Top of TEXT PASSAGE
Russia's Epidemic Generalizes: HIV/AIDS Among Women and Problems of Access to HIV Services in the Russian Regions Print

Katya Burns

Russia's Epidemic Generalizes: HIV/AIDS Among Women and Problems of Access to HIV Services in the Russian Regions

February 19th, 2007

Abstract

Russia's HIV/AIDS epidemic is generalizing: Infection is moving out of high-risk groups—in Russia's case, predominantly injecting drug users or IDUs—to invade the general population. Rising female infection rates signal the onset of a generalized epidemic in Russia. Throughout the 1990s, the bulk of HIV infection occurred among young men who contracted the virus by sharing contaminated needles which they used to inject heroine. At the turn of the millennium, men accounted for 80 percent of HIV infections in Russia, and 95.6 percent of HIV infections were contracted via contaminated injecting equipment. All that has changed. In 2005, 43 percent of new infections occurred among women of reproductive age and women made up 70 percent of those Russians infected via sexual transmission; at the same time, infection via needle sharing in Russia dropped to 66 percent. The trend is evident: Young women in their child-bearing years are increasingly becoming infected through sexual contact. Whether or not Russia addresses HIV vulnerabilities among this group of women, therefore, spells the difference between generalized epidemiological disaster and stabilization of the epidemic.
Bottom of TEXT PASSAGE
Top of GIVEN DATA
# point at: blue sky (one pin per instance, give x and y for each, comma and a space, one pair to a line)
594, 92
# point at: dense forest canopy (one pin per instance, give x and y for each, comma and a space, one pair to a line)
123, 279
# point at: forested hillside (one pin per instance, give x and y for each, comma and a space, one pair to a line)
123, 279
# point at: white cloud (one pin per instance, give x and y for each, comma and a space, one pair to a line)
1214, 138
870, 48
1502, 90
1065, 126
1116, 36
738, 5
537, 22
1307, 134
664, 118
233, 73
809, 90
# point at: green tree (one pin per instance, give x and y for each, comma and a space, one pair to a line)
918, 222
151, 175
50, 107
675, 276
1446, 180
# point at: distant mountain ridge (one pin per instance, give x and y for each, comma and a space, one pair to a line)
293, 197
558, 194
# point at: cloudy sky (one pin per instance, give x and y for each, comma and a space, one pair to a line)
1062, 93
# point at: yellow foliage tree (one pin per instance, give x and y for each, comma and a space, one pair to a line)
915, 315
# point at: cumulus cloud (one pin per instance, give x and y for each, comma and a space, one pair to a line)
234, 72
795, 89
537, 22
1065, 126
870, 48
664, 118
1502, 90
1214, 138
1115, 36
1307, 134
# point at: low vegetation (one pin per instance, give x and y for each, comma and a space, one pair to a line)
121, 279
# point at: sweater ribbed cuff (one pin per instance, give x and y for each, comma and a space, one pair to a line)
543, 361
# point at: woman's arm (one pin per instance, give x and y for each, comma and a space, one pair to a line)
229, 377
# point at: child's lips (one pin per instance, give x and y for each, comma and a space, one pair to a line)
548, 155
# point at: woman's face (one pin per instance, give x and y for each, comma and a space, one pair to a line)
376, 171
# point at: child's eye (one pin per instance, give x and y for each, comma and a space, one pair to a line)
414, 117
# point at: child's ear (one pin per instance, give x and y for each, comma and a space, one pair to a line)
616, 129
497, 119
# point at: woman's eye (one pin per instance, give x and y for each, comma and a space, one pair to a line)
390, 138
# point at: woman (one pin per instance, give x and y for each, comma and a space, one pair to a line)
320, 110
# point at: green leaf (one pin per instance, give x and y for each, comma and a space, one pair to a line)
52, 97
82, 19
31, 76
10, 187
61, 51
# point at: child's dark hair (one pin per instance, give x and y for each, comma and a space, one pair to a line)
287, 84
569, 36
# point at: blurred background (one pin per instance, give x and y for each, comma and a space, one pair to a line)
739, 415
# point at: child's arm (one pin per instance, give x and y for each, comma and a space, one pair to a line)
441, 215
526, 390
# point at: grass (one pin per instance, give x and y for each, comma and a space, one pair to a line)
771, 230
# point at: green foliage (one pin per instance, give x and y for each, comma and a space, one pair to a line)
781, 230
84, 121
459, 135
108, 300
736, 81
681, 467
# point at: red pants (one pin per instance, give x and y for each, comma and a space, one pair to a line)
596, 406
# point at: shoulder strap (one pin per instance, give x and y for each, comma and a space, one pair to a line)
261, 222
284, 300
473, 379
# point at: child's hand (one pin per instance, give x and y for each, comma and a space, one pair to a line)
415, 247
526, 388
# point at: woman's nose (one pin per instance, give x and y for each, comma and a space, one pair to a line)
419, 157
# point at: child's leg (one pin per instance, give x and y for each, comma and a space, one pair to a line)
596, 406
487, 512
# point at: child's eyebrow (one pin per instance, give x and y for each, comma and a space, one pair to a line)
Bottom of GIVEN DATA
** GOAL OF THE EXERCISE **
Extend the abstract on HIV/AIDS among women in Russia, starting after its final sentence. The lines above have no connection to the text on HIV/AIDS among women in Russia.

** OUTPUT BELOW **
Figures, respectively, from UNAIDS and TransAtlantic Partners Against Aids, HIV/AIDS, Law and Human Rights: A Handbook for Russian Legislators, Moscow, 2005, p. 41; and Country Report of the Russian Federation On the Implementation of the Declaration on Commitment on HIV/AIDS adopted at the 26 th Special Session of the United Nations General Assembly in June 2001, Reporting period: January-December 2005, p.6.